* EXERCISE A:
Answer these from the text on Little Italy events:
(i) On which street is the Little Italy Mercato held on Wednesdays?
(ii) What kind of event is the Little Italy Carnevale?
(iii) How many bicycle riders come for Gran Fondo Colnago San Diego?
* EXERCISE B:
Edit the stretch of the Little Italy events text from "Every Saturday, 8:00am" through "shops and restaurants.", replacing "pastries" with "breads".

* SUPPLIED TEXT:
┌──
The majority of events held are related to Italian culture. Most of the events center on and around India street, usually bordered by Grape street to north and Beech Street or Ash Street to the south.

Every Saturday, 8:00am – 2:00pm, on W. Cedar Street and every Wednesday, 9:00am – 1:00pm, on W. Date Street; Little Italy hosts the Little Italy Mercato. This Italian farmers' market features freshly caught fish, vegetables and fruit from local farmers, pastries from local bakeries, flowers and plants from local farms, and art from local artists.

The Saturday before Mardi Gras, there is the Little Italy Carnevale, a Venetian mask event with several vignettes of entertainment and an open house for retail shops and restaurants.

In April, there is ArtWalk, the largest art event in the west coast with over 120,000 people coming to purchase various mediums of art - paintings, photography, jewelry, furniture and more. Also in April, there is Gran Fondo (Big Ride) Colnago San Diego, where over 3,000 bicycle riders from all over the world come to ride throughout "America's Finest City" in a 32, 53 or 100 mile ride that starts under the Little Italy landmark sign.
└──
* THE DATA:
┌──
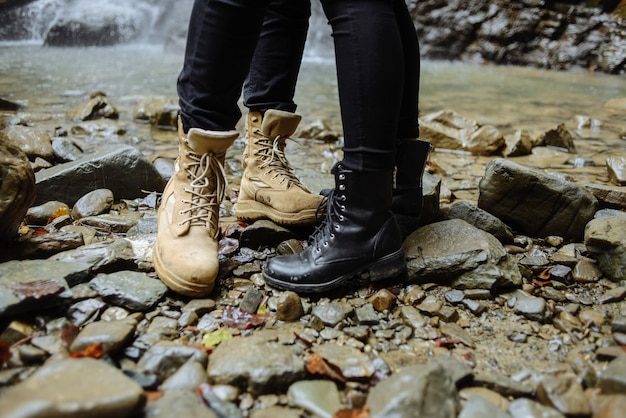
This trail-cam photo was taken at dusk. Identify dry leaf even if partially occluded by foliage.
[11,280,65,299]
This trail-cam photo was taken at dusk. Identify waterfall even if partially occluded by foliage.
[0,0,332,59]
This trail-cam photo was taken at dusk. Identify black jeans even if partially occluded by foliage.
[177,0,311,131]
[178,0,420,170]
[321,0,419,171]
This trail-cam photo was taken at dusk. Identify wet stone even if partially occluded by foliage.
[366,363,460,418]
[90,271,167,311]
[368,289,396,312]
[72,189,114,219]
[70,319,137,354]
[508,398,565,418]
[537,374,591,416]
[144,389,218,418]
[0,358,145,418]
[207,331,304,394]
[276,292,304,322]
[313,301,354,327]
[459,396,509,418]
[598,357,626,394]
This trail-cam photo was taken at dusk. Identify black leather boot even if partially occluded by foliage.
[263,164,406,293]
[392,138,432,239]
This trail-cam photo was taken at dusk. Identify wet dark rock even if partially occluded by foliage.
[448,200,513,244]
[367,363,460,418]
[585,215,626,281]
[208,331,304,394]
[0,358,145,418]
[478,158,598,239]
[404,219,521,289]
[71,189,114,219]
[35,144,165,206]
[70,319,137,354]
[52,137,84,163]
[90,271,167,312]
[0,140,36,243]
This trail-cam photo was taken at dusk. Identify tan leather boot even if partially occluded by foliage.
[152,121,239,297]
[235,110,322,225]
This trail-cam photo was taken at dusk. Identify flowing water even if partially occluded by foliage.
[0,43,626,202]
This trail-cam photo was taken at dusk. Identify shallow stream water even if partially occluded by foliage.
[0,44,626,202]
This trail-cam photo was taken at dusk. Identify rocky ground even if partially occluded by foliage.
[0,95,626,418]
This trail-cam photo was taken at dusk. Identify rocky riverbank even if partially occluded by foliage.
[0,85,626,418]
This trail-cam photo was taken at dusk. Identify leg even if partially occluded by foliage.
[263,0,406,292]
[152,0,267,297]
[235,0,322,225]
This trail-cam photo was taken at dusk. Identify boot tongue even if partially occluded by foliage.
[261,109,302,138]
[187,128,237,155]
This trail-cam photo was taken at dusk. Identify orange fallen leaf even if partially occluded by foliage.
[306,353,346,382]
[144,390,165,402]
[70,343,104,359]
[0,341,12,367]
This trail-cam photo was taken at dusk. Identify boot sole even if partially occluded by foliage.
[263,249,408,293]
[235,200,320,226]
[152,243,213,298]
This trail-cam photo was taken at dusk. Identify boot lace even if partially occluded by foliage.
[255,129,302,186]
[309,186,346,253]
[180,152,226,237]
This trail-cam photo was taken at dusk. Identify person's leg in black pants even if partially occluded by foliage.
[264,0,417,292]
[153,0,321,297]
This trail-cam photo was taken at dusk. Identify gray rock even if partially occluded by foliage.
[207,331,305,394]
[49,238,135,272]
[0,125,54,161]
[89,271,167,312]
[0,260,90,317]
[598,357,626,394]
[419,110,505,155]
[0,140,35,242]
[0,358,145,418]
[537,374,591,416]
[458,396,511,418]
[585,215,626,281]
[404,219,522,289]
[287,380,342,418]
[143,389,218,418]
[137,341,208,382]
[509,398,565,418]
[366,363,460,418]
[478,158,598,239]
[35,144,165,206]
[448,200,513,244]
[72,189,113,219]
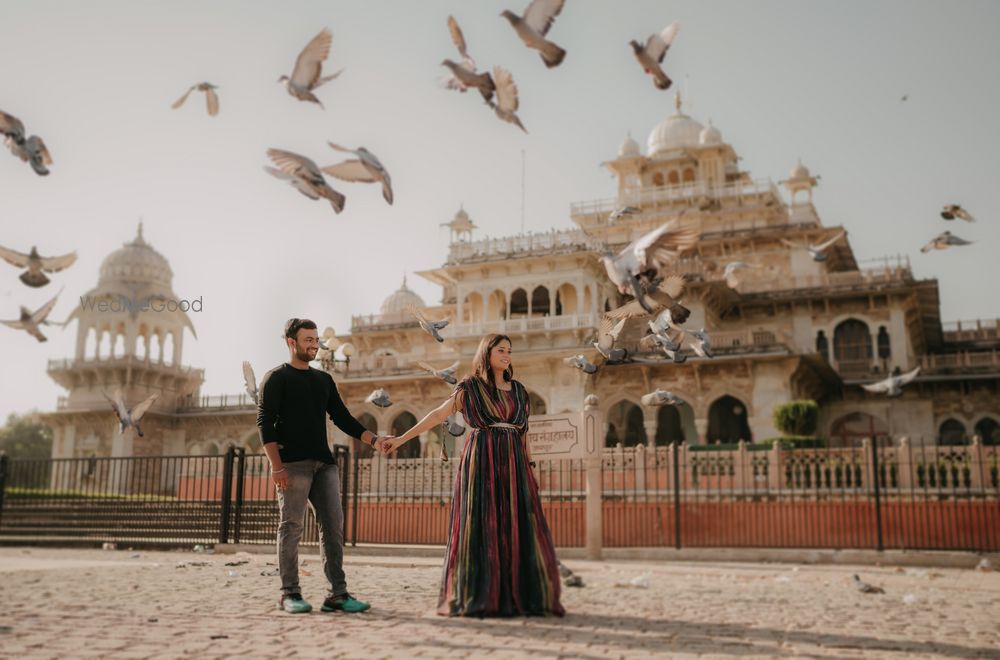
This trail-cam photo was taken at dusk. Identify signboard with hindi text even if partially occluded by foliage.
[528,414,585,458]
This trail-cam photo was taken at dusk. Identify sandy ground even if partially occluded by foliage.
[0,547,1000,659]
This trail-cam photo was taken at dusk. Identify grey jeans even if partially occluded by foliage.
[278,459,347,596]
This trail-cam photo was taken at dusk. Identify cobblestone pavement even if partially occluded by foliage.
[0,547,1000,660]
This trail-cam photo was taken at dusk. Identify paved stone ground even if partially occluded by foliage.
[0,547,1000,660]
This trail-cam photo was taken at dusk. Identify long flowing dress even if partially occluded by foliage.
[438,377,565,616]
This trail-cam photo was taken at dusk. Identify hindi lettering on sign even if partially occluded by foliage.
[528,415,584,458]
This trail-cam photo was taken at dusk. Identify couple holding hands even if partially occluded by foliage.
[257,318,564,617]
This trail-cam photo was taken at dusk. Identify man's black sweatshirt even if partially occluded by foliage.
[257,362,365,463]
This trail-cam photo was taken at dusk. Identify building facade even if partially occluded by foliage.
[48,97,1000,464]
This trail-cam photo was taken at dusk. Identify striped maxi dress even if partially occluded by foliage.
[438,376,565,616]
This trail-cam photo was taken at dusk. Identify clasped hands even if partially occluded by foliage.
[372,435,404,456]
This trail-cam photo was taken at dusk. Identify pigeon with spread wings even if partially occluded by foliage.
[0,291,63,342]
[406,305,451,342]
[441,16,496,103]
[601,221,698,314]
[861,367,920,397]
[170,82,219,117]
[323,142,392,204]
[278,28,344,108]
[264,149,347,213]
[0,245,76,288]
[781,229,847,261]
[629,21,680,89]
[101,388,160,438]
[500,0,566,69]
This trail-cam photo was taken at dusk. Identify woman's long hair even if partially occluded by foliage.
[472,335,514,388]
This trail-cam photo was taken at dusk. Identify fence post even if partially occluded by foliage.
[968,433,983,490]
[896,435,913,491]
[583,394,604,559]
[0,451,10,526]
[219,445,236,543]
[233,447,247,543]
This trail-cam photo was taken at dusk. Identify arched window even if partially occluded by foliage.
[656,403,698,447]
[510,289,528,319]
[388,412,420,458]
[975,417,1000,445]
[351,413,378,458]
[938,419,965,445]
[605,401,646,447]
[833,319,872,362]
[706,394,753,443]
[876,325,892,360]
[816,330,830,362]
[829,412,889,447]
[531,286,549,316]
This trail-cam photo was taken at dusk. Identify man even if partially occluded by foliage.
[257,318,377,614]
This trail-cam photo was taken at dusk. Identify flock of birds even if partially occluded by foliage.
[0,0,975,428]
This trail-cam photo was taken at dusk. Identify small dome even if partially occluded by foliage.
[698,120,722,145]
[379,275,426,316]
[618,134,639,158]
[646,94,705,158]
[788,160,812,179]
[98,222,174,290]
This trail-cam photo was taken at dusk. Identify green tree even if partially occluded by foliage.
[0,411,52,458]
[772,400,819,436]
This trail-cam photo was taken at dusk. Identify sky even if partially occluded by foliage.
[0,0,1000,419]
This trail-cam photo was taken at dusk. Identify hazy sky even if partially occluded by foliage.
[0,0,1000,417]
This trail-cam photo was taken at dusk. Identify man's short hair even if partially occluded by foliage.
[285,318,316,339]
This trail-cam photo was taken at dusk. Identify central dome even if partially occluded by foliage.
[379,275,426,316]
[98,222,174,290]
[646,94,705,158]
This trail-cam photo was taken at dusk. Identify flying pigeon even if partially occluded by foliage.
[563,355,597,375]
[941,204,976,222]
[854,574,885,594]
[640,389,684,406]
[0,291,62,342]
[920,231,972,253]
[0,245,76,288]
[861,367,920,397]
[243,361,258,403]
[417,361,458,385]
[0,111,52,176]
[441,16,496,103]
[608,206,642,222]
[601,221,698,313]
[170,82,219,117]
[444,415,465,438]
[607,275,691,323]
[101,388,160,438]
[365,387,392,408]
[406,305,449,342]
[278,28,344,108]
[500,0,566,69]
[629,21,680,89]
[264,149,347,213]
[493,66,528,133]
[593,315,628,362]
[722,261,757,289]
[781,230,847,261]
[323,142,392,204]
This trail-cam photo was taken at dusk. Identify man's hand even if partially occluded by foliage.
[271,466,288,491]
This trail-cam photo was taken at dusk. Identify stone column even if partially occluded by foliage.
[581,394,604,559]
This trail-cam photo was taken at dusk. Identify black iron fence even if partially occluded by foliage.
[0,439,1000,552]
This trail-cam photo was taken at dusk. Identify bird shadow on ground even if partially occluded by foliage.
[425,613,996,658]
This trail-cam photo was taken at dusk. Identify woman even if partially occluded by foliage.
[379,335,565,616]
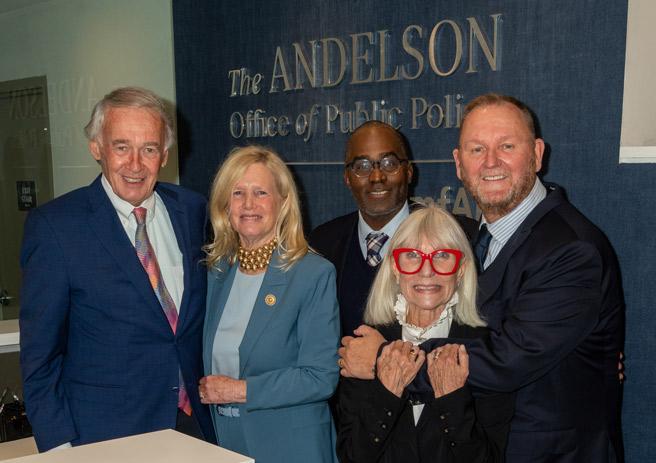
└──
* EXERCISE RESULT A:
(i) W. Date Street
(ii) A Venetian mask event
(iii) Over 3,000

* EXERCISE RESULT B:
Every Saturday, 8:00am – 2:00pm, on W. Cedar Street and every Wednesday, 9:00am – 1:00pm, on W. Date Street; Little Italy hosts the Little Italy Mercato. This Italian farmers' market features freshly caught fish, vegetables and fruit from local farmers, breads from local bakeries, flowers and plants from local farms, and art from local artists.

The Saturday before Mardi Gras, there is the Little Italy Carnevale, a Venetian mask event with several vignettes of entertainment and an open house for retail shops and restaurants.